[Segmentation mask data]
━━━━━━━━━━━━━━━━

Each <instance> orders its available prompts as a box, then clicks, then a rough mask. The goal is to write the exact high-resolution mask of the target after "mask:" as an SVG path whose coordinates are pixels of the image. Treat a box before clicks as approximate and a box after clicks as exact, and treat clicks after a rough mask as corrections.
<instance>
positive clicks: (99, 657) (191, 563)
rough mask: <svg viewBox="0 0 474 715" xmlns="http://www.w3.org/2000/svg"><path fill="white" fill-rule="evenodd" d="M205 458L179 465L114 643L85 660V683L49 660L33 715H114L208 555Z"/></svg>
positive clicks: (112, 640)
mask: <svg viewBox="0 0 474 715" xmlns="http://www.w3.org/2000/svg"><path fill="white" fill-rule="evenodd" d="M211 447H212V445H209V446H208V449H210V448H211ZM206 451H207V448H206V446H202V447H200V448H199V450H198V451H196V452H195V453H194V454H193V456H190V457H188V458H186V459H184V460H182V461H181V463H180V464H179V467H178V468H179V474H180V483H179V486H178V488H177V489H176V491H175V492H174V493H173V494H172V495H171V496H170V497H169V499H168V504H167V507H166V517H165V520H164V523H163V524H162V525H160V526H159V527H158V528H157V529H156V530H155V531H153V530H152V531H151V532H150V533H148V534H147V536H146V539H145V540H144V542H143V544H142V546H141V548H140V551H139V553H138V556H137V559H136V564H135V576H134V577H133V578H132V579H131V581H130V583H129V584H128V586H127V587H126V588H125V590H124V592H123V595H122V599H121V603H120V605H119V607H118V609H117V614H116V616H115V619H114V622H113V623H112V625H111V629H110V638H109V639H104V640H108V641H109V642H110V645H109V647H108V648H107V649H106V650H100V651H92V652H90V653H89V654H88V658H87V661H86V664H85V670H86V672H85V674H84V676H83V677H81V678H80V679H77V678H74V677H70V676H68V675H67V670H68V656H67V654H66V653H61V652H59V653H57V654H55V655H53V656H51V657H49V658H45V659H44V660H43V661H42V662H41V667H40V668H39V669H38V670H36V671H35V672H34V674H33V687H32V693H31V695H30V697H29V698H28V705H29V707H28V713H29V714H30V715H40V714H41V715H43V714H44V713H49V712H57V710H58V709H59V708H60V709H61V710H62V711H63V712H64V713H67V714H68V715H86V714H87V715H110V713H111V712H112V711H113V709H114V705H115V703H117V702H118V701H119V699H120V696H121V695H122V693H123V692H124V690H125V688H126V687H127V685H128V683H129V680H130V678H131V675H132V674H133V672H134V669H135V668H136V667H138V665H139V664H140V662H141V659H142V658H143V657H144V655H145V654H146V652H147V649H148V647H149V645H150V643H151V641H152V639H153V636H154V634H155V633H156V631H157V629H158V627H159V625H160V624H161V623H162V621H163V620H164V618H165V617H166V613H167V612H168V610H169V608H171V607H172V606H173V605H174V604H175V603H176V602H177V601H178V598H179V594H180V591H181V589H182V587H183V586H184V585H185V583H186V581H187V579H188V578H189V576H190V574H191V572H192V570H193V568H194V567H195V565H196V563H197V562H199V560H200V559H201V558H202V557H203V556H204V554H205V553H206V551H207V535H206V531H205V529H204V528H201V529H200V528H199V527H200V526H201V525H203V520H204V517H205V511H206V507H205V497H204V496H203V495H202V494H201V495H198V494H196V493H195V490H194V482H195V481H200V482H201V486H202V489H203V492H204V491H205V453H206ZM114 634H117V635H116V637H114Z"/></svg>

━━━━━━━━━━━━━━━━

__Task objective__. Revise the data above by replacing every instance of "rough mask" with "coarse mask". Leave everything else unchanged.

__Answer box__.
Each <instance> orders its available prompts as a box, then clicks, then a coarse mask. The goal is to write the exact high-resolution mask of the target after "mask:" as an SVG path whose coordinates are pixels of the image. Treat a box before clicks as approximate and a box after clicks as exact, and treat clicks after a coarse mask as corrections.
<instance>
positive clicks: (99, 657) (191, 563)
coarse mask: <svg viewBox="0 0 474 715" xmlns="http://www.w3.org/2000/svg"><path fill="white" fill-rule="evenodd" d="M205 458L179 465L114 643L85 660V683L49 660L33 715H114L208 555Z"/></svg>
positive clicks: (112, 640)
mask: <svg viewBox="0 0 474 715" xmlns="http://www.w3.org/2000/svg"><path fill="white" fill-rule="evenodd" d="M211 447H212V445H209V446H208V449H210V448H211ZM206 451H207V448H206V446H202V447H200V448H199V450H198V451H196V452H195V453H194V454H193V456H190V457H188V458H186V459H184V460H182V461H181V463H180V464H179V467H178V468H179V474H180V483H179V486H178V488H177V489H176V491H175V492H174V493H173V494H172V495H171V496H170V497H169V499H168V504H167V507H166V517H165V520H164V523H163V524H162V525H160V526H159V527H158V528H157V529H156V530H155V531H153V530H152V531H151V532H150V533H148V534H147V536H146V539H145V540H144V542H143V544H142V546H141V548H140V551H139V553H138V556H137V559H136V564H135V576H134V577H133V578H132V579H131V581H130V583H129V584H128V586H127V587H126V588H125V590H124V592H123V595H122V599H121V603H120V605H119V607H118V609H117V614H116V616H115V619H114V622H113V623H112V625H111V629H110V638H109V639H104V640H108V641H109V642H110V645H109V647H108V648H107V649H106V650H100V651H92V652H90V653H89V654H88V658H87V661H86V664H85V670H86V672H85V674H84V676H83V677H81V678H80V679H77V678H74V677H70V676H68V675H67V670H68V656H67V654H66V653H61V652H59V653H57V654H55V655H53V656H51V657H49V658H45V659H44V660H43V661H42V662H41V667H40V668H39V669H38V670H36V671H35V672H34V674H33V687H32V693H31V695H30V697H29V698H28V705H29V707H28V713H29V714H30V715H40V714H41V715H43V714H44V713H49V712H57V710H58V709H59V708H60V709H61V710H62V711H63V712H64V713H67V714H68V715H86V714H87V715H110V713H111V712H112V711H113V709H114V705H115V703H117V702H118V701H119V699H120V696H121V695H122V693H123V692H124V690H125V688H126V687H127V685H128V683H129V680H130V678H131V675H132V674H133V672H134V669H135V668H136V667H138V665H139V664H140V662H141V659H142V658H143V657H144V655H145V654H146V652H147V649H148V647H149V645H150V643H151V641H152V639H153V636H154V634H155V633H156V631H157V629H158V627H159V625H160V624H161V623H162V621H163V620H164V618H165V617H166V613H167V612H168V610H169V608H171V607H172V606H173V605H174V604H175V603H176V602H177V601H178V598H179V594H180V591H181V589H182V587H183V586H184V585H185V583H186V581H187V579H188V578H189V576H190V574H191V572H192V570H193V568H194V567H195V565H196V563H197V562H199V560H200V559H201V558H202V557H203V556H204V554H205V553H206V551H207V535H206V531H205V529H204V528H201V529H200V528H199V527H200V526H201V525H203V520H204V517H205V511H206V507H205V497H204V496H203V495H202V494H201V495H198V494H196V493H195V490H194V482H195V481H200V482H201V486H202V489H203V492H204V491H205V453H206ZM114 634H117V635H116V637H114Z"/></svg>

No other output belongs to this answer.